### WORK TASK
An exact copy of the data below is needed; please leave out any pictures.

### MATERIAL PROVIDED

□ □ □ □

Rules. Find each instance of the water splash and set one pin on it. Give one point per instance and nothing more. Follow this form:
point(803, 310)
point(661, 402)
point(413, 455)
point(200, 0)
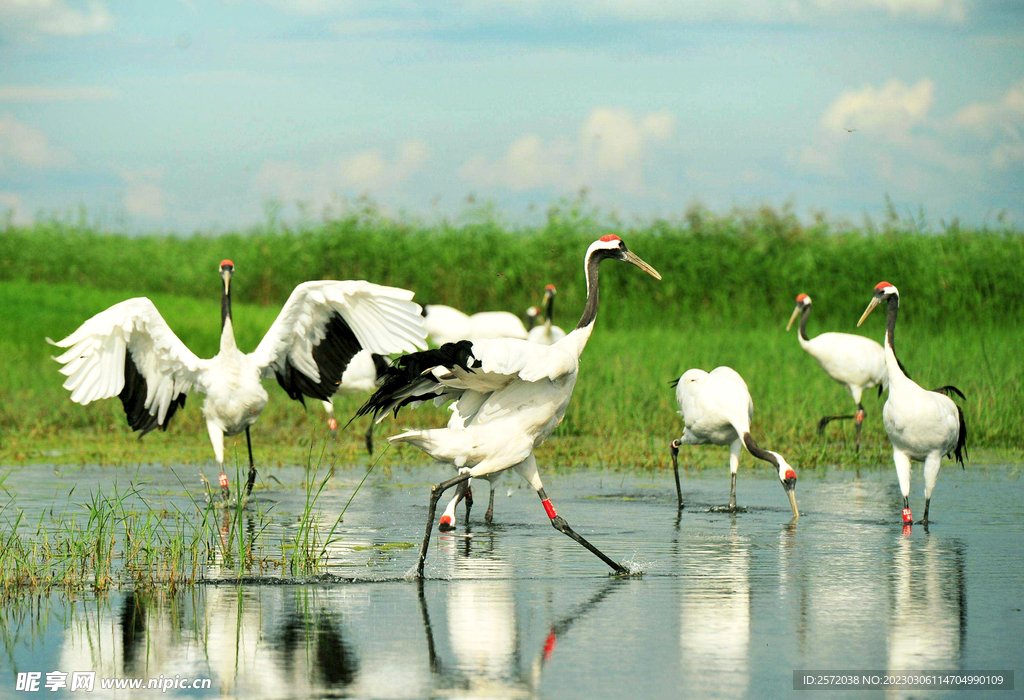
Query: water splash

□ □ □ □

### WRITTEN ANSWER
Rules. Find each instance of the water splash and set one pin on it. Give one point per instance and nothing more. Follow this form:
point(803, 310)
point(661, 402)
point(413, 455)
point(200, 0)
Query: water splash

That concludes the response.